PROMPT: Write out the stretch of the Ontario cannabis delivery article from "A reversal from" through "highly regulated product.", word for word.

(SOURCE PASSAGE)

Ontario cannabis retailers want to hold on to delivery

May 27 2020, 10:39 pm

When Ontario’s cannabis retailers awoke to find that Doug Ford’s government had quietly removed them from the list of essential businesses in March, there was mild panic. While stores had the weekend to stress about shuttering the main point of sale in a new industry across Ontario, by the next Monday, they’d been allowed to offer curbside pick-up and even deliver.

A reversal from the existing regime that extended the privilege only to the Ontario Cannabis Store, the province’s only legal wholesaler of cannabis, private retail businesses could now offer something pot dealers have been offering for as long as anyone can remember: home drop off.

While cannabis stores with street entrances, like all retail businesses in the province, have been allowed to reopen, the emergency orders granting them special permission to offer delivery and curbside pick-up have also been extended.

Retailers must abide by a series of rules, including no-contact age verification (the customer holds up their licence for the driver or store clerk to read before receiving product), transactions made online prior to delivery, and other stipulations that come with selling a highly regulated product.

When the emergency orders do finally end, as it stands now, it would spell the demise of legal cannabis delivery in Ontario, something sellers and buyers alike want to hold on to. Despite the challenges of operating during the pandemic, some companies haven’t set up a delivery system, opting instead to wait for more substantive and permanent action by the government.

“I’d like to see it be a more robust piece for all retailers in the future and then we’ll start to entertain [delivery],” Corey Gillon, CEO of Choom, a cannabis retailer with locations in Ontario and BC, told Grow. “I think then it becomes more of the right thing to do for Choom and likely if that’s a more permanent state by the government.”

Choom chose to not set up a delivery system, even as they opened a store in Niagara this May. Gillion says his background in retail has taught him that last-mile delivery (delivery to the consumer’s home) needs to be handled with care.

“Being able to have that last mile to do it and do it very well and not disappoint, for us that’s the right thing.”

The other option for legal delivery is the OCS, which has offered a temporarily free, but often delayed, home-delivery service. Previously, a surcharge could be applied for same-day delivery in certain regions, but according to the OCS’ website, the increased demand has extended the wait to a few days.

That leaves the illegal (or legacy) market, which has delivered for decades, can still be found easily using a phone app, and occasionally includes free snacks in orders — can confirm. As only 24.3% of Canadians report obtaining their cannabis from completely legal sources, according to Statistics Canada, there is still a large part of the market that provincial governments need to wrestle from the hands of legacy sellers.

(End SOURCE PASSAGE)
(RECORD EXCERPTS)

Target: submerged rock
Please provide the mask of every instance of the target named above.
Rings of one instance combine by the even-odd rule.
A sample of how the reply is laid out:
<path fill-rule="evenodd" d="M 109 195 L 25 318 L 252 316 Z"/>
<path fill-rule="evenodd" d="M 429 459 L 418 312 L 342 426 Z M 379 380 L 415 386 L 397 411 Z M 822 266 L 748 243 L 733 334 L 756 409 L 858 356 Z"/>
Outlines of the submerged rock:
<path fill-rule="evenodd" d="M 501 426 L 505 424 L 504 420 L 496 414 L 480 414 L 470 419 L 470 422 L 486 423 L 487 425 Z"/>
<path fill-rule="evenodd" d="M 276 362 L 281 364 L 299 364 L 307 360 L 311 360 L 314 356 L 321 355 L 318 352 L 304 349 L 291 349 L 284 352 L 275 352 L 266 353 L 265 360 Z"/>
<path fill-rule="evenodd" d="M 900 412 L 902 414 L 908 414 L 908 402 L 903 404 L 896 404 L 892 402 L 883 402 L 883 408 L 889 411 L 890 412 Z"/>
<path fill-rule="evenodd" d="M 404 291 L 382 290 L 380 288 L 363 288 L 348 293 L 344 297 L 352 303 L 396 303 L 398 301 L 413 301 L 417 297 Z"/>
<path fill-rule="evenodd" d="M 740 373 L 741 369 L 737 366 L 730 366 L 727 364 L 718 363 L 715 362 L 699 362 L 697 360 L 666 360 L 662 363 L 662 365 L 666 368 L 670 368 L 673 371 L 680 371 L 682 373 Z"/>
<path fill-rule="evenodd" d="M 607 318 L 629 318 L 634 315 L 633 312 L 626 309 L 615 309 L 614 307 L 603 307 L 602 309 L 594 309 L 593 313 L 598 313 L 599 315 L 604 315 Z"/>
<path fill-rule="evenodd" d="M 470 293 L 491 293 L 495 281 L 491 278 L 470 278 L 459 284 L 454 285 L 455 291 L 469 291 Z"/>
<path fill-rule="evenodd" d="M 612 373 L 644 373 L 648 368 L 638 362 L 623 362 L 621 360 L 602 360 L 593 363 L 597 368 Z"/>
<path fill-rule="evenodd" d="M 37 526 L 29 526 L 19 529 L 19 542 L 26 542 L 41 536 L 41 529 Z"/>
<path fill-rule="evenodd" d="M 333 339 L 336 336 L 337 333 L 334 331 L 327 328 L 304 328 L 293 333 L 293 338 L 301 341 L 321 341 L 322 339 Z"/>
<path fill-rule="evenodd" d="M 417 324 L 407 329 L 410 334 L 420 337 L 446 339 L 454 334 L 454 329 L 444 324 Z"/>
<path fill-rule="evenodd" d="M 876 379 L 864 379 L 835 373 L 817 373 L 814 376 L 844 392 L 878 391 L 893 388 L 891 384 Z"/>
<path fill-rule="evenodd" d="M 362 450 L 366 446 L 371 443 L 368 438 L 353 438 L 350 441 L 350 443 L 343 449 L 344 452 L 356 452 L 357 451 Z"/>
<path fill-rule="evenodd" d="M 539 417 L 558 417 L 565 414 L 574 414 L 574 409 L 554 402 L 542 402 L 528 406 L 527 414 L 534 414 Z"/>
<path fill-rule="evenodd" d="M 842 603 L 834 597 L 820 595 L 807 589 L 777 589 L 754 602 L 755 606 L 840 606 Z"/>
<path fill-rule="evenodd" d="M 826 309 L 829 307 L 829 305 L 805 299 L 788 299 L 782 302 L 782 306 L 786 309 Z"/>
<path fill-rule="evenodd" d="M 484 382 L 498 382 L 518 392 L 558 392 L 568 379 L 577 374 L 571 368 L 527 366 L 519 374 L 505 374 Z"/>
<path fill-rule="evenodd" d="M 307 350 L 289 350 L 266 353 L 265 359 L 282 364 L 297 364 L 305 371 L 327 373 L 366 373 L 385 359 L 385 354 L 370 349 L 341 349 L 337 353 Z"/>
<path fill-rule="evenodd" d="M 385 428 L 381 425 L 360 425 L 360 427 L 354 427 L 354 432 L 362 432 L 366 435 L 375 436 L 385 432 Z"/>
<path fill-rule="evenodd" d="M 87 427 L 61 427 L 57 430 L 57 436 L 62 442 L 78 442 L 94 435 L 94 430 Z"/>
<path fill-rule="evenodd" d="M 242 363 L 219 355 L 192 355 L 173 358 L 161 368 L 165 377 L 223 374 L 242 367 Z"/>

(End RECORD EXCERPTS)

ANSWER TO THE PROBLEM:
A reversal from the existing regime that extended the privilege only to the Ontario Cannabis Store, the province’s only legal wholesaler of cannabis, private retail businesses could now offer something pot dealers have been offering for as long as anyone can remember: home drop off.

While cannabis stores with street entrances, like all retail businesses in the province, have been allowed to reopen, the emergency orders granting them special permission to offer delivery and curbside pick-up have also been extended.

Retailers must abide by a series of rules, including no-contact age verification (the customer holds up their licence for the driver or store clerk to read before receiving product), transactions made online prior to delivery, and other stipulations that come with selling a highly regulated product.